Coordinate labeling records:

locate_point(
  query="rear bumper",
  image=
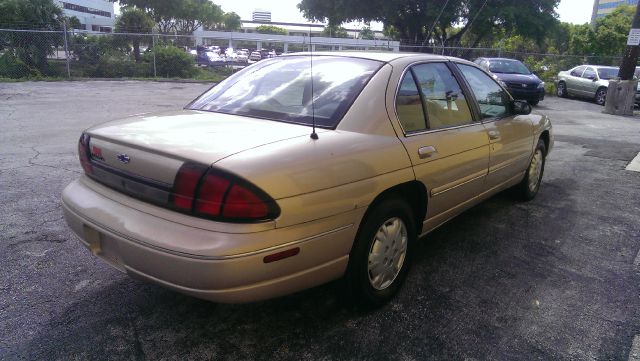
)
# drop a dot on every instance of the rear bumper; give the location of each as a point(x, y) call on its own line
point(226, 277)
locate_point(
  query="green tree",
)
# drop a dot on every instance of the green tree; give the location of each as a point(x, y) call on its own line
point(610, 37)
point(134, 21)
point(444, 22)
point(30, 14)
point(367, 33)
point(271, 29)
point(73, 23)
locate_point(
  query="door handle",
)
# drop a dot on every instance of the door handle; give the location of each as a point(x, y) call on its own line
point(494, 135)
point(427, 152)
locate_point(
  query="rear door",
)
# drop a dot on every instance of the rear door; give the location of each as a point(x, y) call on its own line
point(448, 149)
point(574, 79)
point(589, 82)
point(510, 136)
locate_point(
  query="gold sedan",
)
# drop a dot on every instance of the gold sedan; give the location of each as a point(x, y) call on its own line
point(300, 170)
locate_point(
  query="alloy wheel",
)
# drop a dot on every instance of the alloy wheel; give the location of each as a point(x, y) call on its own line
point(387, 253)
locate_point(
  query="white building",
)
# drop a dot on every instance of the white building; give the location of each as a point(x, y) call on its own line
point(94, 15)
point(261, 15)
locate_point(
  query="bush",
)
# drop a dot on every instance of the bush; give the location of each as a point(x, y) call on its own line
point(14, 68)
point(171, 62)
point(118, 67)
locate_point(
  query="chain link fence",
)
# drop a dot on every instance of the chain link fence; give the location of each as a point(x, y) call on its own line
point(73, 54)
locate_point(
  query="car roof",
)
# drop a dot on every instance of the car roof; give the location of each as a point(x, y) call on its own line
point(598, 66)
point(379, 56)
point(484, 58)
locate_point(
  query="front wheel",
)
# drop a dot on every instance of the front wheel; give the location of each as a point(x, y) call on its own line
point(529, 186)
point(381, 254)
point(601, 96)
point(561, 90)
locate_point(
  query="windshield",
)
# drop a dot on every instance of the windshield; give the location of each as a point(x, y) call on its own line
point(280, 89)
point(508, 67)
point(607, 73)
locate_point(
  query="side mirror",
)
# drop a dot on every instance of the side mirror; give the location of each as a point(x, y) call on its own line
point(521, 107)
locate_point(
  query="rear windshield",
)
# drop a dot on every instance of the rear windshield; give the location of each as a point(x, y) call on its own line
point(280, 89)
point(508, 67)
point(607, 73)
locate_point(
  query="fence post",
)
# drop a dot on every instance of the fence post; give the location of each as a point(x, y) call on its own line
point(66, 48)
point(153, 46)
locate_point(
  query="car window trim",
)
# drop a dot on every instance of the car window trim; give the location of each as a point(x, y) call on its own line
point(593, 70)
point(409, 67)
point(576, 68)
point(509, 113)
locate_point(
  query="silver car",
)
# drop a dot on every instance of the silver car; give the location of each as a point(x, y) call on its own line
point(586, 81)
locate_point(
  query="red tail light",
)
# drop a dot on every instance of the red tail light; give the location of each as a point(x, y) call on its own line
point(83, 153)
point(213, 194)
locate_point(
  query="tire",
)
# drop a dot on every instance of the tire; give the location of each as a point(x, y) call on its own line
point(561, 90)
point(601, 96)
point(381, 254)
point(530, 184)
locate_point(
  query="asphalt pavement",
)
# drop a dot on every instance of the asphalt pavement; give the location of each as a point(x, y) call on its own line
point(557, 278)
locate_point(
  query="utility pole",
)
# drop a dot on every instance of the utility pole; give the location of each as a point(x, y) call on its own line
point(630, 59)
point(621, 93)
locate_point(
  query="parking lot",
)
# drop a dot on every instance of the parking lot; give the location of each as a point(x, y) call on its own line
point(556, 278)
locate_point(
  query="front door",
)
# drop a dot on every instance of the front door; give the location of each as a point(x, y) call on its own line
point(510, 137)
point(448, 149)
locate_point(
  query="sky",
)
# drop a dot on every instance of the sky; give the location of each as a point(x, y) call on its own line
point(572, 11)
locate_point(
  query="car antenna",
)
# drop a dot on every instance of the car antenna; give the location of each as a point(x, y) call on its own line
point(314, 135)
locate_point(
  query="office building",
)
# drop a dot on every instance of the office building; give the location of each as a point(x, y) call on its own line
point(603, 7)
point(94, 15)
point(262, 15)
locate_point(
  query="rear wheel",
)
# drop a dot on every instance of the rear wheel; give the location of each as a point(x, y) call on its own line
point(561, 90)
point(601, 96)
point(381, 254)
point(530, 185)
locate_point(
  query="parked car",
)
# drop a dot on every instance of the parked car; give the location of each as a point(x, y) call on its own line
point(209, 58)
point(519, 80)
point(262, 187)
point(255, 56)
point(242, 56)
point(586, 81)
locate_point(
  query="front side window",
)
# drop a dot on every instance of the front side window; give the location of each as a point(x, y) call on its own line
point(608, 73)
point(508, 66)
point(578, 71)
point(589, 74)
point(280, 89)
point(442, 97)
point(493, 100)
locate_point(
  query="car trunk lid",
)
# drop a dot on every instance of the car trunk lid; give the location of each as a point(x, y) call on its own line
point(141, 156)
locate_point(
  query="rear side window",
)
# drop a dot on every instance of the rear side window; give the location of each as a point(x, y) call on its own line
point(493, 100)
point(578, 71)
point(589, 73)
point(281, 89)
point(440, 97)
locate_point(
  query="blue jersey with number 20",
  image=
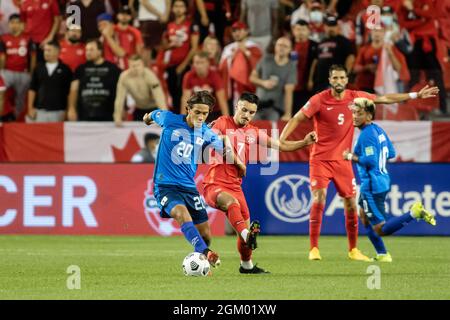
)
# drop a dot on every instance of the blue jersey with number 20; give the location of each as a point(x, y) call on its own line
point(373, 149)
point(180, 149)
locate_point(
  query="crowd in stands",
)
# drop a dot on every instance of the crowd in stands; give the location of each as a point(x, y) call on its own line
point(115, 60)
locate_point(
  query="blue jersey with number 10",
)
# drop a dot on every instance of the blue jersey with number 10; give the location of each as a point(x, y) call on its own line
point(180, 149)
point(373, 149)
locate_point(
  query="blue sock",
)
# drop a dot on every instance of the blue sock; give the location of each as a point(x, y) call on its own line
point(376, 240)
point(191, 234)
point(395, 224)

■ **TASK DESCRIPTION**
Rewrite the listing above from its first line up to and including the line with "point(73, 23)", shifting every coordinate in the answers up by 92 and leaving the pictures out. Keep the requests in.

■ **EXERCISE OUTPUT**
locate_point(
  query="rear bumper",
  image=
)
# drop a dot on every instance of the rear bumper; give the location of each as a point(x, y) call on its own line
point(318, 369)
locate_point(
  query="green tree",
)
# drop a dot on every instance of the green tree; give the location of each as a point(x, y) call on its own line
point(702, 129)
point(226, 113)
point(536, 114)
point(122, 106)
point(459, 125)
point(363, 121)
point(165, 115)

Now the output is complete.